Passage to read:
NOTE 9 — INCOME TAXES

The Company calculates its quarterly tax provision consistent with the guidance provided by ASC 740-270 whereby the Company forecasts its estimated annual effective tax rate and then applies that rate to its year-to-date pre-tax book loss. The Company recorded tax benefits of $1.4 million and $3.3 million for the three and nine months ended September 30, 2011, respectively, due to the ability to carry back the current year Federal net operating losses to the prior two tax years. The Company has established and continues to maintain a full valuation allowance against its deferred tax assets as the Company does not currently believe that realization of those assets is more likely than not.

At September 30, 2011, the Company's 2008 Federal income tax return is under examination by the Internal Revenue Service. The Company has not recorded any adjustment as no finding or adjustments have been proposed to the Company. There is no other on-going tax audit with state tax jurisdictions. As a result of the Company's net operating loss carry forwards, all of its tax years are subject to Federal and state tax examination.

[Region segmentation data]

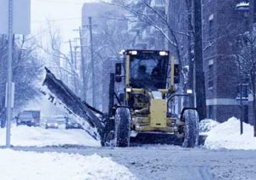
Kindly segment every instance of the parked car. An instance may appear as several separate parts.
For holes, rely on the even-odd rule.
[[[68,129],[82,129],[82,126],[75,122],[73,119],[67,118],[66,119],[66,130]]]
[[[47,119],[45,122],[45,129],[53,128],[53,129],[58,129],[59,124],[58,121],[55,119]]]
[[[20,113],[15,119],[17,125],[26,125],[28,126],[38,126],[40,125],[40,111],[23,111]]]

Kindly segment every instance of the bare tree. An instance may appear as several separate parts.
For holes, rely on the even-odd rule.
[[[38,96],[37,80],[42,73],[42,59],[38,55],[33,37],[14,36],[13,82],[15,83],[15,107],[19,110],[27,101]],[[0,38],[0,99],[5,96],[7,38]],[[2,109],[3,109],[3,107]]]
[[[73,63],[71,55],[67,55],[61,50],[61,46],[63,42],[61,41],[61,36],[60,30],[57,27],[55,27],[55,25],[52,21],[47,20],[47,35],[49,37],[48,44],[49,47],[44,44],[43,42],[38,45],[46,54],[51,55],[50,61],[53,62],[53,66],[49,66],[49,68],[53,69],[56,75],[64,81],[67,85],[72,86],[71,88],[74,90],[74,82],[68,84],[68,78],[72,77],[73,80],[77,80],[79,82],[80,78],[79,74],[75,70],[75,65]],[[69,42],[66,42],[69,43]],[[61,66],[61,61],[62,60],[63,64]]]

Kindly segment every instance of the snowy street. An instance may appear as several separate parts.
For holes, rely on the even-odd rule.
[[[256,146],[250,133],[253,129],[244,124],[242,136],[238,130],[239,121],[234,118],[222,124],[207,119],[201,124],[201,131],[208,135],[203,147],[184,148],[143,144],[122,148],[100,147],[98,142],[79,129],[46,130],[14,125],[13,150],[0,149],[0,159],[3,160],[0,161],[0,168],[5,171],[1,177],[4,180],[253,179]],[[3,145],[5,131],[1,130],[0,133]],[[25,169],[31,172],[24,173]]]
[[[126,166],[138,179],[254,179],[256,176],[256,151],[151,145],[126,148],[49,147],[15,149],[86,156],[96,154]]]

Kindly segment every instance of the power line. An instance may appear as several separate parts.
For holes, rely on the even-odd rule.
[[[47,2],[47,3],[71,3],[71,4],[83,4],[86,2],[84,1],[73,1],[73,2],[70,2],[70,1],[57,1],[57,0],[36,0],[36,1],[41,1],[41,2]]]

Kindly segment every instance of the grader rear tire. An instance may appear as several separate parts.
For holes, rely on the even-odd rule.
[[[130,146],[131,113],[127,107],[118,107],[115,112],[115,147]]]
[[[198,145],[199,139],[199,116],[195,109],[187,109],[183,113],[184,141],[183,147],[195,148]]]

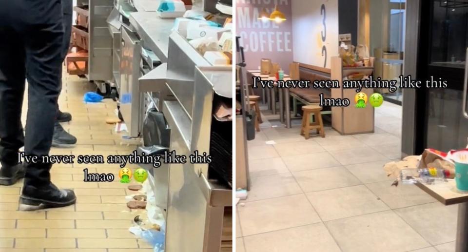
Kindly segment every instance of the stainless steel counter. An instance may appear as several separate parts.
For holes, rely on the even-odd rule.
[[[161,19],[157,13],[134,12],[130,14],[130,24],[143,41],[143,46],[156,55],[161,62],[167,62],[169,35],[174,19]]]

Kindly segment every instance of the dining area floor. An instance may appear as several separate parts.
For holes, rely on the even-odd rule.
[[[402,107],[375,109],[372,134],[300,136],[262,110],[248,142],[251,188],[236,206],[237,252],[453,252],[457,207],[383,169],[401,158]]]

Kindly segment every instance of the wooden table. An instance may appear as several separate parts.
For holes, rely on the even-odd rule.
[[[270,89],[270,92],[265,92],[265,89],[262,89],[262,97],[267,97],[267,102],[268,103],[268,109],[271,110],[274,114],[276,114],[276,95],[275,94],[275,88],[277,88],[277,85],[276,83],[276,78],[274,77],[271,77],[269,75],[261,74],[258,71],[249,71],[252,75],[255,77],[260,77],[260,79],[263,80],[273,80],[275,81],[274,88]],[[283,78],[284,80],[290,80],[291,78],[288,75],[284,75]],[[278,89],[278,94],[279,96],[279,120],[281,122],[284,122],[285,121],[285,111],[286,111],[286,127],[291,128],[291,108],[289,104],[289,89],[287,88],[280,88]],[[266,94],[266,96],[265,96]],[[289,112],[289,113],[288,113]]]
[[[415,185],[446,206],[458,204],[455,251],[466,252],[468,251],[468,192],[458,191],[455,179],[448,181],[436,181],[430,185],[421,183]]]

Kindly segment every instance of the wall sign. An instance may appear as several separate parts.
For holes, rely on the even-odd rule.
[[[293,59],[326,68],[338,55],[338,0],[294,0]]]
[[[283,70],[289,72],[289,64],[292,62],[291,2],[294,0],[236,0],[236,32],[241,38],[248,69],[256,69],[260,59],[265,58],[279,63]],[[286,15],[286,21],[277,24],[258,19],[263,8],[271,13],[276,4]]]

Goals:
1. In the income taxes note, which year's Federal income tax return was under examination by the Internal Revenue Service at September 30, 2011?
2. Extend the income taxes note past its final sentence.

Task-by-task outputs:
1. The 2008 Federal income tax return.

2.
The tax benefit for the three- and nine- month periods ended September 30, 2010 was $1.5 million. The tax benefit was primarily due to an anticipated state tax refund resulting from changes in the California state income tax apportionment regulations, partially offset by tax liability resulting from recognition for tax purposes of a portion of the $110.0 million up-front payment under the Astellas Collaboration Agreement.